• [WRITTEN INSTRUCTION]:
Please offset every coordinate in the answers by -55, starting with the first line of the material and going on through the line with "M 0 0 L 3 19 L 256 50 L 256 0 Z". Reproduce every line in that span, changing nothing else.

• [ENTRIES]:
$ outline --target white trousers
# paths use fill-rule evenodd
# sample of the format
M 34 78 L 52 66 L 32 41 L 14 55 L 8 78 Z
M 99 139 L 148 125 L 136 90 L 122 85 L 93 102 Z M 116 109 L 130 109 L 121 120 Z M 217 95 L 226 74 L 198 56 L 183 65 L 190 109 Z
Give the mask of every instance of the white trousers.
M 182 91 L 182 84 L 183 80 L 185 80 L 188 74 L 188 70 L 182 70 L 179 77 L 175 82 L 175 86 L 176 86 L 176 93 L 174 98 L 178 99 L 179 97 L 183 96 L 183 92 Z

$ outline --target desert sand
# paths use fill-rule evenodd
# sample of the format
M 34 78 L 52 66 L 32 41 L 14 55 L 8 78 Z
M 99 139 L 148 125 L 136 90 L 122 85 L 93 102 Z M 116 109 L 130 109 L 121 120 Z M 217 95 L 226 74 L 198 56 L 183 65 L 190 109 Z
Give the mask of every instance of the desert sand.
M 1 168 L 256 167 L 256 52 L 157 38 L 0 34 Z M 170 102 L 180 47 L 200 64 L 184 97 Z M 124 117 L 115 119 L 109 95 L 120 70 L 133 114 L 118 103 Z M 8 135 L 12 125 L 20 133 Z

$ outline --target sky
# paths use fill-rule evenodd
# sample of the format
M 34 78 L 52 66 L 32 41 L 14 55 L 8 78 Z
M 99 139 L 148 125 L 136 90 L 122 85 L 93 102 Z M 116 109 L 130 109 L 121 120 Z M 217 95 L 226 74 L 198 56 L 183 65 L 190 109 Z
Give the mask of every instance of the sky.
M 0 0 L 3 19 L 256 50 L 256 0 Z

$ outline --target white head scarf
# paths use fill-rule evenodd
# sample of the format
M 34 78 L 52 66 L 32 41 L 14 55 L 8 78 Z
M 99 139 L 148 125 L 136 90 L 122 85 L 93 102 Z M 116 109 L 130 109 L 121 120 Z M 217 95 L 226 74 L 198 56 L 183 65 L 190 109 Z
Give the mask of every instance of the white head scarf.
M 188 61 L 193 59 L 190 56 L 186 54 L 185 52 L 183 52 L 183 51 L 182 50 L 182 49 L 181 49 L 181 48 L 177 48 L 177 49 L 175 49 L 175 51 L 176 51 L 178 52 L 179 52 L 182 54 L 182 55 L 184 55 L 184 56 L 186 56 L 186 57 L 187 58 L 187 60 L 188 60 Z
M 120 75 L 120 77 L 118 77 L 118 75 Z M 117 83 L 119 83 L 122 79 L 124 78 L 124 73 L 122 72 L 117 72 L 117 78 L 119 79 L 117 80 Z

• [ANSWER BELOW]:
$ outline --target white trousers
# paths use fill-rule evenodd
# sample of the format
M 34 78 L 52 66 L 32 41 L 14 55 L 8 78 Z
M 99 139 L 148 125 L 136 90 L 122 85 L 93 102 Z M 116 109 L 130 109 L 121 120 Z M 217 95 L 226 74 L 198 56 L 183 65 L 190 109 Z
Give the mask of every instance of the white trousers.
M 127 36 L 127 29 L 128 25 L 130 25 L 133 19 L 133 15 L 127 15 L 124 22 L 120 27 L 120 31 L 121 31 L 121 38 L 119 43 L 123 44 L 124 42 L 128 41 L 128 37 Z

$ outline --target desert sand
# paths use fill-rule evenodd
# sample of the format
M 34 78 L 52 66 L 32 41 L 14 55 L 8 78 Z
M 99 139 L 148 125 L 136 90 L 122 85 L 93 102 Z M 116 109 L 130 109 L 121 120 Z M 217 95 L 226 74 L 198 56 L 183 65 L 190 109 Z
Give the mask of every instance of the desert sand.
M -54 113 L 201 112 L 201 -3 L 102 -17 L -55 -21 Z M 115 47 L 125 -8 L 145 9 L 129 42 Z M 69 62 L 60 64 L 54 40 L 65 15 L 78 59 L 63 48 Z M -47 80 L -43 70 L -35 78 Z

$ outline --target sky
# paths use fill-rule evenodd
# sample of the format
M 34 78 L 52 66 L 32 41 L 14 55 L 8 78 Z
M 99 139 L 148 125 L 136 90 L 122 85 L 93 102 Z M 116 109 L 130 109 L 121 120 Z M 217 95 L 226 74 L 198 56 L 183 65 L 190 109 Z
Give the mask of every instance of the sky.
M -55 -55 L -52 -36 L 201 -5 L 201 -55 Z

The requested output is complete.